[START EXERCISE MATERIAL]
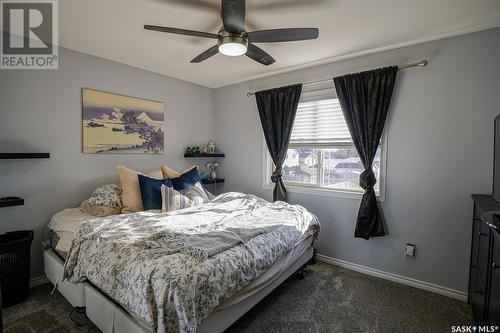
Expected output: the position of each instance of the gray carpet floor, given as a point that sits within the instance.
(328, 299)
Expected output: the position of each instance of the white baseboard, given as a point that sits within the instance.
(457, 294)
(38, 281)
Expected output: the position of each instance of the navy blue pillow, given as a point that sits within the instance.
(184, 182)
(151, 191)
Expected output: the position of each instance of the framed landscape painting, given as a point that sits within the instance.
(120, 124)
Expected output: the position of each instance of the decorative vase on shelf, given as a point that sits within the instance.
(211, 147)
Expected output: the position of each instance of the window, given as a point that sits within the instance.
(321, 155)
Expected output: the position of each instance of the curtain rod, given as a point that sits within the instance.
(422, 63)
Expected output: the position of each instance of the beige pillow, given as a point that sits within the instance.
(98, 210)
(131, 196)
(168, 172)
[END EXERCISE MATERIAL]
Reproduce the material in full, word for word, and omit the pictures.

Expected output: the position of each instance of the gray carpet floor, given as a point that sits within the instance.
(328, 299)
Expected output: the position of each instance of the white baseboard, given as a point that sits within the instance.
(457, 294)
(38, 281)
Expected output: the position of each instance of the navy blue pillow, given as a point that sits within the instance.
(184, 182)
(151, 191)
Expected output: the position of each instance of the framed landscape painting, given as a point that sits within the instance.
(120, 124)
Expected output: the position of each instance of the decorative vase on shelf, given as a point that sits within the instance.
(211, 147)
Expected output: the position of each instance of the window, given as a point that sits within the instance.
(321, 155)
Expected output: the position of each instance of the curtain rod, given as a point that sits within the instance.
(422, 63)
Expected output: the position of each instance of the beige pillow, given as a point that sits within the instance.
(98, 210)
(131, 196)
(168, 172)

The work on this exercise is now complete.